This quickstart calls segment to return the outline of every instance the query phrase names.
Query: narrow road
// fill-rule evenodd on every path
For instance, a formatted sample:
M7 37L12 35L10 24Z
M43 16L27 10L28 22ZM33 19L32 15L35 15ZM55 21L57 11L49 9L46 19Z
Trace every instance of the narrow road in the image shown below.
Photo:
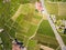
M62 37L61 37L59 33L57 32L57 30L56 30L56 28L55 28L55 24L53 23L53 21L52 21L51 18L50 18L50 14L47 13L47 10L46 10L45 4L44 4L44 0L41 0L41 2L42 2L42 6L43 6L43 8L44 8L43 14L45 13L45 14L47 16L47 20L48 20L48 22L50 22L50 24L51 24L51 27L52 27L52 29L53 29L53 31L54 31L54 34L55 34L55 37L56 37L56 40L58 41L62 50L66 50L66 46L64 44L64 41L63 41Z
M35 30L34 34L33 34L33 36L31 36L31 37L29 38L29 40L28 40L28 44L29 44L29 41L30 41L32 38L34 38L34 37L35 37L36 31L38 30L38 27L40 27L40 24L41 24L41 22L42 22L43 20L44 20L44 18L42 17L41 21L40 21L40 22L38 22L38 24L37 24L37 29ZM28 47L28 44L26 44L26 47Z
M11 19L15 21L16 18L21 14L21 11L22 11L22 4L20 4L18 11L13 14Z

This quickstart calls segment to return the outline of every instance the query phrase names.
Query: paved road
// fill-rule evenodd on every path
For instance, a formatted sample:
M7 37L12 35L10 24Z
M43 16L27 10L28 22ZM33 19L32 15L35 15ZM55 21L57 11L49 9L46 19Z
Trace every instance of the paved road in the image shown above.
M62 50L66 50L66 47L65 47L65 44L64 44L64 41L63 41L62 37L61 37L59 33L57 32L57 30L56 30L56 28L55 28L55 24L54 24L53 21L51 20L50 14L47 13L47 11L46 11L46 9L45 9L44 0L41 0L41 2L42 2L42 6L43 6L43 8L44 8L43 14L46 13L47 20L48 20L48 22L50 22L50 24L51 24L51 27L52 27L52 29L53 29L53 31L54 31L54 34L55 34L55 37L56 37L56 40L58 41Z

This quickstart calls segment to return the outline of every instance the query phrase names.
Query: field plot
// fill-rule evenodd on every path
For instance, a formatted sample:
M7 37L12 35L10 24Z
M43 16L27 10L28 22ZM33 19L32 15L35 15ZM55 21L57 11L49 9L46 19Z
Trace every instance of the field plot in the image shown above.
M43 44L48 46L54 49L56 49L58 47L54 32L47 20L43 20L43 22L41 23L41 26L38 28L36 37L37 37L36 39L38 39L40 43L43 43Z
M18 32L15 32L15 38L20 41L23 41L24 44L26 44L28 39L36 32L37 24L42 19L42 16L38 16L37 12L34 12L35 9L31 3L22 4L21 13L15 20L15 22L20 26L18 27L20 28Z

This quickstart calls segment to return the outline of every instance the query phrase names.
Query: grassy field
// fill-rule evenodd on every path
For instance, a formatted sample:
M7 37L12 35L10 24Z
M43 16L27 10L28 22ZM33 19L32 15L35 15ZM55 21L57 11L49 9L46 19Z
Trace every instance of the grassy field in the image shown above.
M42 44L48 46L51 48L56 49L58 47L54 32L47 20L43 20L43 22L41 23L36 33L36 39Z
M51 14L58 14L58 4L57 3L51 3L47 0L45 0L45 7L48 13Z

■ **Exercise prompt**:
Go through the entries above and output them exactly, without pictures.

■ **Response to this exercise**:
This quickstart calls segment to return the outline of every instance the query phrase names.
Query: narrow road
// fill-rule evenodd on every path
For instance, a formatted sample:
M7 37L12 35L10 24Z
M43 16L27 10L28 22ZM33 19L32 15L35 15ZM55 21L57 11L49 9L46 19Z
Trace every instance of the narrow road in the image shown below.
Photo:
M62 37L61 37L59 33L57 32L57 30L56 30L56 28L55 28L55 24L53 23L53 21L52 21L51 18L50 18L50 14L47 13L47 10L46 10L45 4L44 4L44 0L41 0L41 2L42 2L42 6L43 6L43 8L44 8L43 14L45 13L45 14L47 16L47 20L48 20L48 22L50 22L50 24L51 24L51 27L52 27L52 29L53 29L53 31L54 31L54 34L55 34L55 37L56 37L56 40L58 41L62 50L66 50L66 46L64 44L64 41L63 41Z
M35 30L34 34L33 34L33 36L31 36L31 37L29 38L29 40L28 40L28 44L29 44L29 41L30 41L32 38L34 38L34 37L35 37L36 31L38 30L38 27L40 27L40 24L41 24L41 22L42 22L43 20L44 20L44 18L42 17L41 21L40 21L40 22L38 22L38 24L37 24L37 29ZM28 47L28 44L26 44L26 47Z
M11 19L15 21L16 18L21 14L21 11L22 11L22 4L20 4L18 11L13 14Z

This quickstart calls segment to return the outline of every instance the query phrase names.
Query: paved road
// fill-rule evenodd on every path
For instance, a formatted sample:
M7 37L12 35L10 24Z
M43 16L27 10L28 22ZM33 19L32 15L35 15ZM55 21L57 11L49 9L46 19Z
Trace every instance of the paved road in the image shown above.
M62 50L66 50L66 47L65 47L65 44L64 44L64 41L63 41L62 37L61 37L59 33L57 32L57 30L56 30L56 28L55 28L55 24L54 24L53 21L51 20L50 14L47 13L47 11L46 11L46 9L45 9L44 0L41 0L41 2L42 2L42 6L43 6L43 8L44 8L43 14L46 13L47 20L48 20L48 22L50 22L50 24L51 24L51 27L52 27L52 29L53 29L53 31L54 31L54 34L55 34L55 37L56 37L56 40L58 41Z

This quickstart calls segment to return the outline of every instance the query phrase names.
Query: field plot
// fill-rule evenodd on every path
For instance, a formatted sample:
M7 37L12 35L10 24Z
M43 16L27 10L28 22ZM33 19L32 15L35 15ZM55 21L57 11L49 9L46 19Z
Trace every instance of the field plot in the image shown above.
M43 44L48 46L54 49L56 49L58 47L54 32L47 20L43 20L43 22L41 23L41 26L38 28L36 37L37 37L36 39L38 39L40 43L43 43Z
M18 32L15 32L15 38L20 41L23 41L24 44L26 44L28 39L36 32L37 24L42 19L42 16L38 16L37 12L34 12L35 9L31 3L22 4L21 13L15 20L15 22L20 26L18 27L20 28Z

This quickstart calls segment to return the outline of every instance the query phrase names.
Query: grassy field
// fill-rule evenodd on every path
For instance, a formatted sample:
M7 37L12 35L10 24Z
M43 16L27 10L28 22ZM33 19L32 15L35 15ZM55 21L57 11L49 9L46 19Z
Trace every instance of the grassy field in the image shown above.
M42 44L48 46L51 48L56 49L58 47L54 32L47 20L43 20L43 22L41 23L36 33L36 39Z
M51 14L58 14L58 4L57 3L51 3L47 0L45 0L45 7L48 13Z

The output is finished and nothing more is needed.